(Input)

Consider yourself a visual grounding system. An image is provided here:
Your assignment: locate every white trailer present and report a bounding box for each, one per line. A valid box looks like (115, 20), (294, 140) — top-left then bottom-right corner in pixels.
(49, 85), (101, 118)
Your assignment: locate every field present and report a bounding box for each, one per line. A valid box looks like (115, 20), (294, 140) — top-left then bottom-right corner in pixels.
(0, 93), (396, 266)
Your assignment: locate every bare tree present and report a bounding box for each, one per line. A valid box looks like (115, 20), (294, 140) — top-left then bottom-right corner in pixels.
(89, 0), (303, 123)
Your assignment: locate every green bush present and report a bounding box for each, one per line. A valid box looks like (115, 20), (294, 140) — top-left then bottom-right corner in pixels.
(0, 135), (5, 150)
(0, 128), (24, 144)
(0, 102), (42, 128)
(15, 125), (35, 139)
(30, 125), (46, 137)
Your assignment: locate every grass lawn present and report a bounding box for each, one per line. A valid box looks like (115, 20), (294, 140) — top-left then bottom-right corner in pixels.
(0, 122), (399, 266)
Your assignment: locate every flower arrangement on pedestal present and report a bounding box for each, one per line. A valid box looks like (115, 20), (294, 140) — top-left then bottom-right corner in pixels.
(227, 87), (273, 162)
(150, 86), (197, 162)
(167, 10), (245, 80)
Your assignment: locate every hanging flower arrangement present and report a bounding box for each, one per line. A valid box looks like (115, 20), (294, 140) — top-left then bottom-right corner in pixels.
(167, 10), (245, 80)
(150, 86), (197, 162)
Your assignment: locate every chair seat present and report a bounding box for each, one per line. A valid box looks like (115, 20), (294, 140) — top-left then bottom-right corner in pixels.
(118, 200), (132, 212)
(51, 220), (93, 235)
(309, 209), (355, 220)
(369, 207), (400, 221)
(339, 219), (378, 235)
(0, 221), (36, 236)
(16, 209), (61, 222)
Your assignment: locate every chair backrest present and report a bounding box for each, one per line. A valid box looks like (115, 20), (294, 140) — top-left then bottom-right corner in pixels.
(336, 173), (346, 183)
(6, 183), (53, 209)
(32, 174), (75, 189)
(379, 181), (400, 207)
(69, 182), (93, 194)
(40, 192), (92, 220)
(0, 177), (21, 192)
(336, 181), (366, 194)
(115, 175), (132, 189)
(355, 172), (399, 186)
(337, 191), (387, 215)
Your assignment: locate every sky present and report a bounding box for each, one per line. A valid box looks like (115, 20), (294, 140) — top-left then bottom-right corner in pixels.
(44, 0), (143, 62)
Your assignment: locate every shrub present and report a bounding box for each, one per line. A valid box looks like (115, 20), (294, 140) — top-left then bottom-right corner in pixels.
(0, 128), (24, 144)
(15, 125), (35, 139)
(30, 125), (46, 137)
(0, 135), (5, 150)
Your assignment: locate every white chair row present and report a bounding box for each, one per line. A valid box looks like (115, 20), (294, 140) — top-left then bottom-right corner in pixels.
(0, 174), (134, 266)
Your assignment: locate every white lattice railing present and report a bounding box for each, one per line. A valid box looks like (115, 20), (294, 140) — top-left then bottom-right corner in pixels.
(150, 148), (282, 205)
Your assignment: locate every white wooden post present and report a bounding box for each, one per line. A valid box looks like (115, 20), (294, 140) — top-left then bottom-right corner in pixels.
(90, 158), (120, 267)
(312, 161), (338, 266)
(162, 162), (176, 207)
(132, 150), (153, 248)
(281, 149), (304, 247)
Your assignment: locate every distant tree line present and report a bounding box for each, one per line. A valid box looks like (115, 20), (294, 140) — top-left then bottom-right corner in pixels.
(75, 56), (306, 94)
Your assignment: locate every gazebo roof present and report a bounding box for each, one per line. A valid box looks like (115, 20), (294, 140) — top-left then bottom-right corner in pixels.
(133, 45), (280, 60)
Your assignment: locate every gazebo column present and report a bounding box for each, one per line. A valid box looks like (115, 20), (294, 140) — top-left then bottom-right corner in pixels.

(End Input)

# [Assignment]
Give back every entry exactly.

# [Exercise response]
Consider yourself a visual grounding system. An image is provided here:
Your assignment: locate every white trailer present and report a bounding box for each, one per line. A valid box looks like (115, 20), (294, 140) — top-left then bottom-right corner in pixels.
(49, 85), (101, 118)
Your assignment: locate every field present and report a bounding box for each, one per line. A valid box looks like (115, 20), (294, 140) — top-left then bottom-right corner in pixels.
(0, 93), (396, 266)
Your assignment: locate every bare tree present and report a bounding box for each, one per line. A valid box looks like (115, 20), (294, 140) — top-left then bottom-right corner in pixels.
(89, 0), (303, 123)
Your assignment: locate every green bush present and report a bounding box for each, one per line. A valid box looks like (115, 20), (294, 140) — top-left then bottom-right corner in pixels.
(0, 135), (5, 150)
(0, 128), (24, 144)
(0, 102), (42, 128)
(15, 125), (35, 139)
(30, 125), (46, 137)
Your assignment: locate every grass lawn present and report a bounding box for each, one per line. A valid box looks like (115, 20), (294, 140) — top-left then bottom-right corner in pixels.
(0, 122), (399, 266)
Your assignment: locate every flower arrangement on pedestal present and report a bounding box for each, one per line. A valid box looks like (115, 20), (294, 140) — top-left then bottom-right corner in pixels.
(227, 87), (273, 162)
(150, 86), (197, 162)
(167, 10), (245, 80)
Your assignment: locate every hanging flower arrangement present and report a bounding box for each, one per line. A valid box looks like (115, 20), (294, 140) — top-left then bottom-right corner in pixels.
(167, 10), (245, 80)
(150, 86), (197, 162)
Your assignment: locate every chair seat present and report a bounding box for each, one per line. A valid box looks like (115, 20), (294, 140) — top-left then bottom-right corner in pixels.
(118, 200), (132, 212)
(51, 220), (93, 235)
(309, 209), (355, 220)
(369, 207), (400, 221)
(339, 219), (378, 235)
(0, 221), (36, 236)
(16, 209), (61, 222)
Your assignment: locate every chair backrest present and report a bounding box for each, one per line. A valid box looks like (115, 20), (294, 140) — top-left then bottom-right corner in pixels.
(336, 173), (346, 183)
(6, 183), (53, 209)
(32, 174), (75, 189)
(379, 181), (400, 207)
(69, 182), (93, 194)
(40, 192), (92, 220)
(0, 177), (21, 192)
(336, 181), (366, 194)
(115, 175), (132, 189)
(355, 172), (399, 186)
(337, 191), (387, 215)
Your assignment: locate every sky present and report a bounding box for each, one per line. A valid box looks like (115, 20), (294, 140) — top-left then bottom-right corner in pixels.
(44, 0), (143, 62)
Your assignment: locate every shrub present and report a bounding box for each, one per line. A valid box looks like (115, 20), (294, 140) — top-left then bottom-right corner in pixels.
(0, 128), (24, 144)
(15, 125), (35, 139)
(30, 125), (46, 137)
(0, 135), (5, 150)
Your assignment: locate every white chair row present and report a bounding box for each, one per line. A valid box looks like (115, 20), (294, 140) — top-left then bottom-right corner in pixels.
(0, 174), (134, 266)
Your assignment: locate every white lattice railing present and report a bounding box for each, one per line. A valid box looks like (115, 20), (294, 140) — top-left then bottom-right corner in pixels.
(150, 148), (282, 205)
Your assignment: locate every white wooden post present and report a bounding box for each, one per line. A valid box looks like (115, 20), (294, 140) — top-left then bottom-right corner in pixels.
(90, 158), (120, 267)
(312, 161), (338, 266)
(162, 162), (176, 207)
(132, 150), (153, 248)
(281, 149), (304, 247)
Your assignment: locate every distant tree line present and report a bounding box for each, one per line. A valid box looks like (115, 20), (294, 140) — top-left then bottom-right corner in pixels.
(75, 56), (306, 94)
Your assignment: locate every gazebo roof present and report a bounding box for each, one per line. A valid box looks like (115, 20), (294, 140) — top-left then bottom-right corner in pixels.
(133, 45), (280, 60)
Your assignment: locate every gazebo column present and report a bounding box for each, one per line. A valid box looks like (115, 20), (294, 140) — top-left then bottom-right corner in pixels.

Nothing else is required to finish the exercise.